EXTRACT ▸
***

The Philosophy of Midwifery Care states:

"Midwifery promotes decision-making as a shared responsibility between the woman, her chosen family and her caregivers. Midwives recognize women as primary decision makers."

Midwives respect the right of women to make informed choices and facilitate this process by providing complete, relevant, objective information in a non- authoritarian, supportive manner. Having adequate time for discussion in the prenatal period is necessary to the successful facilitation of informed choice. Normally, antenatal and postnatal visits last approximately 45 minutes or more.

Midwives support the principle of informed choice by:

* promoting shared responsibility between the woman, her family and her caregivers and recognizing and supporting the woman as the primary decision maker;
* encouraging women to participate actively in their care and to make choices about the services they will receive and the manner in which their care is provided;
* discussing the scope and limitations of midwifery care with the women in their care; and
* allowing adequate time for discussion in the prenatal period.


Midwives respect the right of the woman to make an informed choice about the setting for birth. Midwives must be competent and willing to provide care in a variety of settings, including homes, hospitals and birth centers, where available. Midwives are encouraged to have hospital privileges and be able to function within their full scope of practice in both the home and hospital setting. The ability to attend the woman in her choice of birth place is an essential aspect of continuity of care and informed choice. Midwives provide the information required to make an informed choice about appropriate settings in which to give birth. The birth setting is chosen by the woman in consultation with the midwife.

Establishing choice of birth setting as a fundamental component of midwifery practice is essential to providing women with equitable access to care in their chosen place of birth. This is particularly important in rural and remote communities where it is unlikely that women will have access to a choice of midwives.


The generally-accepted standard of care is to have two skilled attendants at every birth. The safest care can be provided when there are two qualified persons present at a birth, each skilled in neonatal resuscitation and in managing maternal emergencies. Each birth, particularly those occurring in an out-of-hospital setting, should be planned with the understanding that two midwives will be in attendance if time permits.

When it is not possible to have a second midwife in attendance, reasonable efforts must be made by the primary midwife to secure the assistance of a suitably qualified second attendant prior to the birth. The second birth attendant must be skilled in neonatal resuscitation and in handling maternal emergencies.

Qualified second birth attendants may include nurses, physicians, or other health care practitioners who have the knowledge and skills required to assist the midwife with the birth, in accordance with the midwifery model of care. 


Midwives collaborate with other professionals to ensure their clients receive the best possible care. Collaborative care involves co-operation and consultation with other health care professionals in the provision of care. Collaboration with other health care providers occurs with informed choice and in the best interests of the woman and her newborn.


Midwives' fundamental accountability is to the women in their care. They are also accountable to their peers, their regulatory body, the health agencies where they practice and to the public, for safe, competent, ethical practice. Midwifery practice will incorporate evaluation that includes ongoing community input and participation in current mortality reporting standards and review processes. Results of these evaluations must be widely distributed to influence policy, education, and practice. Midwives will continue to develop and share midwifery knowledge, promoting and participating in research regarding midwifery outcomes.

1. The standard for continuity of care does not restrict the number of midwives who may work together in a practice.

***

Natural language region descriptions ▸
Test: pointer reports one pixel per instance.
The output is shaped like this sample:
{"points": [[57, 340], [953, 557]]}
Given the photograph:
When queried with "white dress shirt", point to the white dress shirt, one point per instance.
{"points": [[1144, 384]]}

***

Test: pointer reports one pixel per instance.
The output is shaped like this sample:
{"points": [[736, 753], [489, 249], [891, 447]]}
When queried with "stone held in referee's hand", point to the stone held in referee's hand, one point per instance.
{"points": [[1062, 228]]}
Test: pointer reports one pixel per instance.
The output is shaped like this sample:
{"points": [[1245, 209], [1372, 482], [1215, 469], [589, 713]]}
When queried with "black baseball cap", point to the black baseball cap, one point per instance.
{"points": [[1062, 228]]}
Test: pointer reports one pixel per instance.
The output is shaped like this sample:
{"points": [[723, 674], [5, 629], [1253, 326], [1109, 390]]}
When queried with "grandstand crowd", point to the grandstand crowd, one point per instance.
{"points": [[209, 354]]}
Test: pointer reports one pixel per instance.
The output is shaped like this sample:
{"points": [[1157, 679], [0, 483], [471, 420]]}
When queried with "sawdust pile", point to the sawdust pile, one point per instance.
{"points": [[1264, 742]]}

***

WORK INSTRUCTION A ▸
Answer these questions from the midwifery care text:
(i) How long do antenatal and postnatal visits normally last?
(ii) Who chooses the birth setting?
(iii) In what two areas must a second birth attendant be skilled?
WORK INSTRUCTION B ▸
Rewrite part of the midwifery care text, beginning at "When it is not" and stopping after "and her newborn.". Replace "collaborate" with "cooperate".
WORK INSTRUCTION C ▸
Decide whether each statement agrees with the midwifery care text. Answer yes or no, and quote the deciding words.
(i) Midwives are encouraged to hold hospital privileges.
(ii) The standard for continuity of care limits how many midwives may work together in a practice.
(iii) Only physicians may serve as qualified second birth attendants.

ANSWER BOX A ▸
(i) Approximately 45 minutes or more.
(ii) The woman, in consultation with the midwife.
(iii) Neonatal resuscitation and handling maternal emergencies.

ANSWER BOX B ▸
When it is not possible to have a second midwife in attendance, reasonable efforts must be made by the primary midwife to secure the assistance of a suitably qualified second attendant prior to the birth. The second birth attendant must be skilled in neonatal resuscitation and in handling maternal emergencies.

Qualified second birth attendants may include nurses, physicians, or other health care practitioners who have the knowledge and skills required to assist the midwife with the birth, in accordance with the midwifery model of care. 


Midwives cooperate with other professionals to ensure their clients receive the best possible care. Collaborative care involves co-operation and consultation with other health care professionals in the provision of care. Collaboration with other health care providers occurs with informed choice and in the best interests of the woman and her newborn.

ANSWER BOX C ▸
(i) Yes: "Midwives are encouraged to have hospital privileges"
(ii) No: "does not restrict the number of midwives who may work together in a practice"
(iii) No: "may include nurses, physicians, or other health care practitioners"